Work out how many lines in the data below contain the string "then". Case counts. Reply with the number only.

**Source data:**
════

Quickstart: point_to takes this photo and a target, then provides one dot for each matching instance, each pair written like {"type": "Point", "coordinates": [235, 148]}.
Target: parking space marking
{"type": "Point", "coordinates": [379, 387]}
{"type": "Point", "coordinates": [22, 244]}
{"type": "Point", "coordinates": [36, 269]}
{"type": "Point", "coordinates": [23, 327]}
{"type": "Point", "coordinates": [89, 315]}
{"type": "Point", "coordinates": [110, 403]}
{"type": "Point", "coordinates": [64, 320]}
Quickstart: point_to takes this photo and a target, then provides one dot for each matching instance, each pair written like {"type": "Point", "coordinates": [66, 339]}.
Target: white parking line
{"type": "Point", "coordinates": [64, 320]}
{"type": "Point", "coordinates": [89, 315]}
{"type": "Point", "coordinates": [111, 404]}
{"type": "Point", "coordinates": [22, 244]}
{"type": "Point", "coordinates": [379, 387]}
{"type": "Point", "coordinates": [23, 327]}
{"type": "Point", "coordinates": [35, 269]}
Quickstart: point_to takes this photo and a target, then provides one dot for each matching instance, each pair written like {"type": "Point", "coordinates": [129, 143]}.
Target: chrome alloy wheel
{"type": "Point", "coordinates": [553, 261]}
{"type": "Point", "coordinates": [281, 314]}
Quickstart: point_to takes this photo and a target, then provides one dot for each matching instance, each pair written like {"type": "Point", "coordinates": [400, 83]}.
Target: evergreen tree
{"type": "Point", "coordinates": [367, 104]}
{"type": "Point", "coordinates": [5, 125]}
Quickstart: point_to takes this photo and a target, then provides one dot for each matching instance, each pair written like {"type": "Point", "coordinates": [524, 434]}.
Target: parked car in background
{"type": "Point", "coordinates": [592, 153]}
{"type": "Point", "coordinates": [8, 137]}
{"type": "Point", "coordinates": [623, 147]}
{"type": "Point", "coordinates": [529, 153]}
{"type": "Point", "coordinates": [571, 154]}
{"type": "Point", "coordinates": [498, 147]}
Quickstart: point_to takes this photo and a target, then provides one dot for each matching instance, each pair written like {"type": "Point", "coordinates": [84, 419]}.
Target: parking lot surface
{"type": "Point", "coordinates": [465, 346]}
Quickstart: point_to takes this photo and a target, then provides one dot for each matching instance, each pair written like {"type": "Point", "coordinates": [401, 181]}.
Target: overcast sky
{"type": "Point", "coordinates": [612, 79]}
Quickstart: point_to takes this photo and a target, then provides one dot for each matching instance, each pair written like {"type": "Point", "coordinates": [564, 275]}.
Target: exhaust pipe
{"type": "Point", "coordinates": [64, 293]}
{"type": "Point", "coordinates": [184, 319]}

════

**Output of the task:**
8